I would agree it helps to become aware, but I honestly don't know how to
mitigate any of them. It seems like all of them involve predicting the future.
I don't know what payoff I'm going to get if I learn vim's wacky and hidden
keyboard commands, and the payoff isn't likely to be large if I avoid using
vim whenever possible.

Hyperbolic discounting seems like a generally good bias to have - unless I
have a very specific bet in mind or the big payoff is an obvious benefit to me
or a requirement of some kind, then choosing quick wins is probably the right
choice more often than not.

Premature optimization seems like almost the exact opposite of hyperbolic
discounting, and avoiding premature optimization feels like the right decision
the majority of the time.

But I never know for sure which one was actually the right choice until long
after the decision has been made. I've certainly optimized things that didn't
need to be, and I've certainly gone for quick wins and regretted not planning
for a bigger payoff.

------
tomxor
IKEA Effect: This is a good one, however I think it's also a bit
oversimplified...

Problems:
a – From the thread on decision biases, transcribe the passage starting at "Hyperbolic discounting seems" and ending at "often than not.".
b – Answer these questions from the thread on decision biases:
(i) According to the writer, how large is the payoff from learning vim's keyboard commands likely to be if vim is avoided whenever possible?
(ii) What does premature optimization seem like almost the exact opposite of?
(iii) Which effect does tomxor call a good one?
The listing that comes after the thread has no connection to it.

Data block:
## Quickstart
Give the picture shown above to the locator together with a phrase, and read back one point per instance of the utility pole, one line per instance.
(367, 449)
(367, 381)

The solutions:
a –
Hyperbolic discounting seems like a generally good bias to have - unless I
have a very specific bet in mind or the big payoff is an obvious benefit to me
or a requirement of some kind, then choosing quick wins is probably the right
choice more often than not.

b –
(i) It isn't likely to be large.
(ii) Hyperbolic discounting.
(iii) The IKEA Effect.